Referring expression data:
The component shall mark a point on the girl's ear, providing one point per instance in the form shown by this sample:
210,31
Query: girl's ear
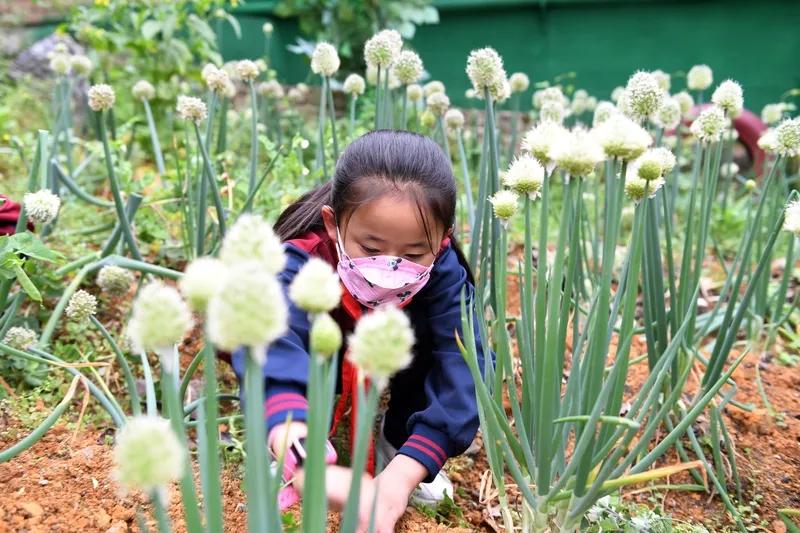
329,220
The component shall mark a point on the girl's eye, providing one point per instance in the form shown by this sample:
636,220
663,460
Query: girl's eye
370,251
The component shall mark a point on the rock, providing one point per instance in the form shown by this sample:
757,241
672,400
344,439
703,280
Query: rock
118,527
31,509
101,519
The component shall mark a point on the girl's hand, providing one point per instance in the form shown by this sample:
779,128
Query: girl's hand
392,487
282,435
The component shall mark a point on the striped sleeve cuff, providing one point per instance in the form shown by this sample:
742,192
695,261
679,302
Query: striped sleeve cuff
429,447
282,403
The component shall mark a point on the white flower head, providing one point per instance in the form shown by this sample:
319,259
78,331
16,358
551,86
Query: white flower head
381,343
216,79
20,338
685,102
525,175
787,137
540,140
191,108
248,310
316,288
578,153
729,170
438,103
160,319
621,137
485,71
454,119
143,90
728,96
432,87
354,85
41,206
147,454
81,306
768,141
325,336
251,238
709,125
643,95
81,65
415,92
271,89
699,78
773,113
247,70
505,204
668,115
325,60
101,97
637,188
603,112
791,221
408,67
382,49
501,92
519,82
552,111
114,280
202,280
653,164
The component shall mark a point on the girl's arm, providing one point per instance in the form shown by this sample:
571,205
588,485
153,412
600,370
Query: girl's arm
286,369
449,422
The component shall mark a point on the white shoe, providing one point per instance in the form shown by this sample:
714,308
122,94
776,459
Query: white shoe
430,494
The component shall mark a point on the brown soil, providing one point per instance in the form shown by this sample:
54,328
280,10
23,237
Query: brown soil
64,483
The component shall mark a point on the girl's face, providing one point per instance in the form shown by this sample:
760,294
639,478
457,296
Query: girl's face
389,225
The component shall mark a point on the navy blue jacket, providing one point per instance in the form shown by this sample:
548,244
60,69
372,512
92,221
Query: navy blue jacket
444,417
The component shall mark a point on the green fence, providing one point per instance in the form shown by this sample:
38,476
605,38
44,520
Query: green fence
601,41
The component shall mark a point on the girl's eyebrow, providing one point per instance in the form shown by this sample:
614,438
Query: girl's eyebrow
370,237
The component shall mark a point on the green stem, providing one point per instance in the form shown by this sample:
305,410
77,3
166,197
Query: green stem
115,189
123,364
34,436
256,466
151,124
254,137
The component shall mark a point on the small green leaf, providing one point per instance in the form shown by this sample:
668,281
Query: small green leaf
150,29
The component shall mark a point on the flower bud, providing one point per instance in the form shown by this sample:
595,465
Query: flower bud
81,306
41,207
147,454
316,287
114,280
20,338
381,343
325,335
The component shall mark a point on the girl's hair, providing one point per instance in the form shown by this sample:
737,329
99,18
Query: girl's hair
378,163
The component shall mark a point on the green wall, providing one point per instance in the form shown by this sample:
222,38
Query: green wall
603,42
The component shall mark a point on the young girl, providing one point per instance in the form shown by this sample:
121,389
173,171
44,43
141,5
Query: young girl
391,203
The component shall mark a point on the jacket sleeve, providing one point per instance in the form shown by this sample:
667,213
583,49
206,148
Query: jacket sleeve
449,422
286,369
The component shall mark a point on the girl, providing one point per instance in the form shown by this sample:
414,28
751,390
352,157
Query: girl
391,202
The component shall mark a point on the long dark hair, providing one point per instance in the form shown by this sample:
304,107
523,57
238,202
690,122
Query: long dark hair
373,165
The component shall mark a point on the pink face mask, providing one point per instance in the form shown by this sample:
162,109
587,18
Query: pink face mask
380,280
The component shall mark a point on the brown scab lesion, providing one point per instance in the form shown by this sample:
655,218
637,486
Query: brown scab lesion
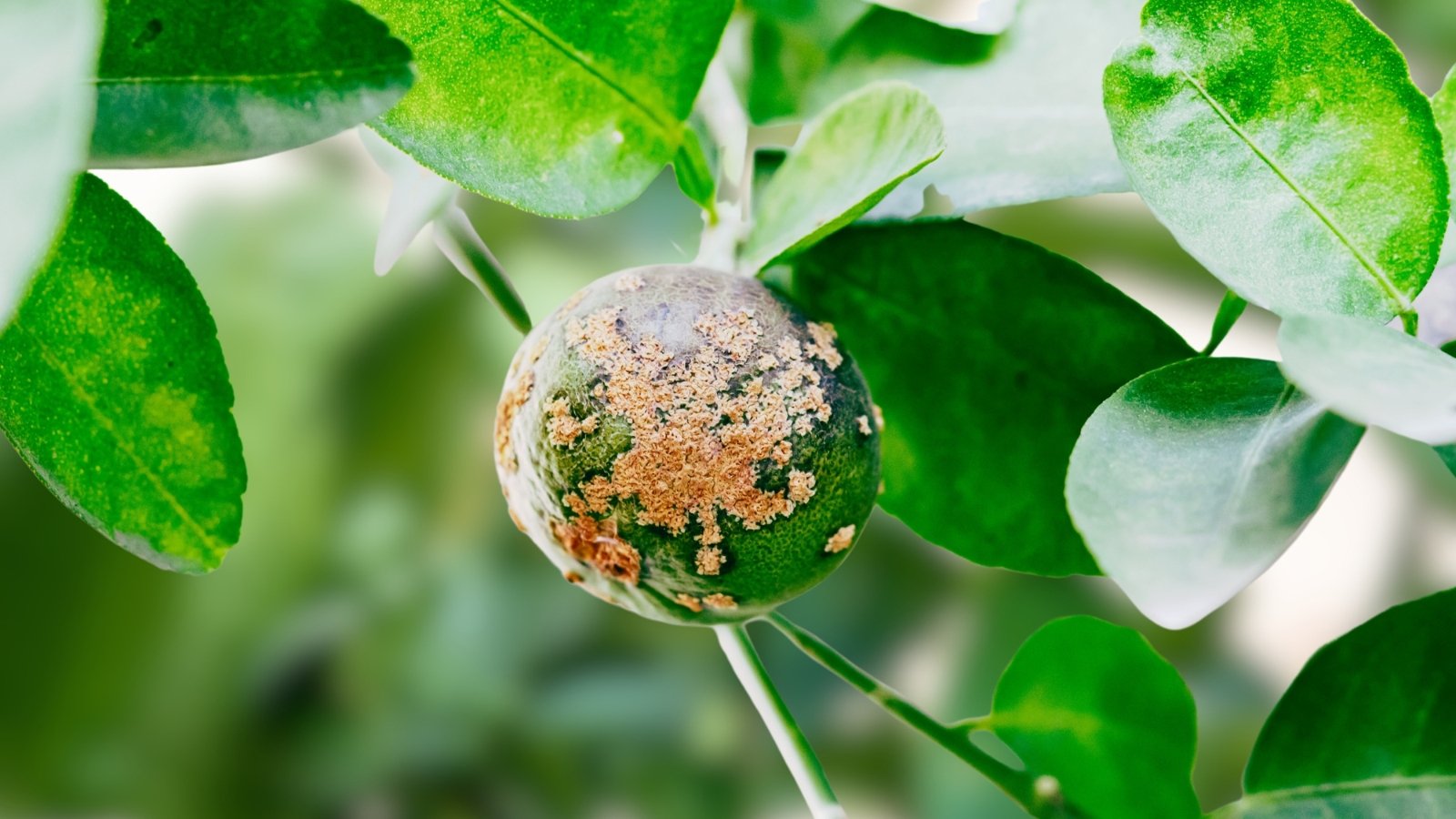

Instructions to follow: With the pictures omitted, the entries are to be transcribed in full, exactly as they appear.

Response to the exercise:
The component shall mark a point on the girl's ear, providing one point per instance in the form shown by this sample:
210,31
Query: girl's ear
329,220
The component shall mark a point on the girl's eye, providing one point per instance in the form shown by this sample:
636,220
663,460
Query: girl's eye
370,251
The component shall mark a point on the rock, providing one point per instance in the form shown by this sample:
757,241
672,400
344,439
703,280
Query: rock
118,527
31,509
101,519
The component shall mark a point on the girl's hand, providing one point per instance in the form shown by this sample:
779,128
Query: girl's hand
392,487
282,435
The component shall mark a point on the striped sleeve cuff, providing one point per instance in the form shown by this sample:
742,192
695,261
679,302
Query: striped sleeve cuff
429,447
282,403
The component shall mark a point on the white flower head, providing one point per instance in the form shown by this sample:
319,259
78,331
16,358
551,86
Query: white flower head
381,343
216,79
20,338
685,102
525,175
787,137
540,140
191,108
248,310
316,288
578,153
729,170
438,103
160,319
621,137
485,71
454,119
143,90
728,96
432,87
354,85
41,206
147,454
81,306
768,141
325,336
251,238
709,125
643,95
81,65
415,92
271,89
699,78
773,113
247,70
505,204
668,115
325,60
101,97
637,188
603,112
791,221
408,67
382,49
501,92
519,82
552,111
114,280
202,280
653,164
The component shall mark a point on the girl's arm, providing one point per instance in the form shown by this sample:
571,205
588,485
153,412
600,370
Query: girl's arm
286,369
449,422
The component shall mark a point on the white shoe, providing one point per instance in the form shown by this sample:
714,308
122,94
776,459
Query: white shoe
430,494
The component shall mark a point on the brown soil, providing one point per instance in the form shown by this sample:
54,328
280,10
23,237
Query: brown soil
64,483
The component shall mark a point on the girl's face, providing one point per instance in the form shown by this sample:
760,294
639,478
457,296
Query: girl's face
389,225
The component shall mark a point on the navy blue jacket, providing one point per instance in the form shown by this sample:
548,244
60,69
372,512
92,221
Query: navy blue jacket
444,417
The component shall mark a point on the green fence, providing one point per instance in the form shown by this sample:
38,476
605,38
44,520
Query: green fence
601,41
The component shall mark a point on the girl's eyebrow, providing one point per instance in the form shown by this sample:
614,438
Query: girl's eyebrow
370,237
The component shall mark a point on the green stem, providing one point per instance in the form shown by this sample:
305,410
77,3
166,197
Query: green stem
115,189
123,364
34,436
256,466
151,124
254,137
The component shall mark a point on the small green leaf, providing one point per instance in the form shown by this sample:
668,281
Query: small green leaf
150,29
The component shall mark a point on the flower bud, providing one point per instance in the form shown by this sample:
595,465
Query: flower bud
81,306
41,207
147,454
316,287
114,280
20,338
381,343
325,335
The component shall mark a point on the girl's hair, providing one point per instance in the form shown by this sample:
737,329
99,18
Query: girl's hair
378,163
The component shall mark a point on the green wall, providing one point per instance in the form shown by this sample:
222,38
Query: green wall
603,42
The component shall mark a point on the young girl, providing one point per instance in the form shown by this sample:
121,389
173,171
44,43
141,5
Query: young girl
391,203
The component shall mark a point on the jacket sleeve, providing one point per instance in the form shown by this sample:
667,213
583,49
206,148
Query: jacket sleeve
449,422
286,369
The component shall mark a point on the girl, providing one point per instance in the form shown by this sample:
414,28
751,390
352,157
Query: girl
391,202
The component shall mark a point on the long dark hair, providing one point per instance in the form shown by this sample:
304,107
523,57
238,202
690,122
Query: long dark hair
373,165
The component shall mark a point on the pink face mask, providing one point per instance in the form shown by this sample:
162,109
587,18
Query: pink face mask
380,280
The component shall mark a point on the brown scab lesion, providing one point per instance in the form shown by this sample:
655,218
637,486
Query: brown scab lesion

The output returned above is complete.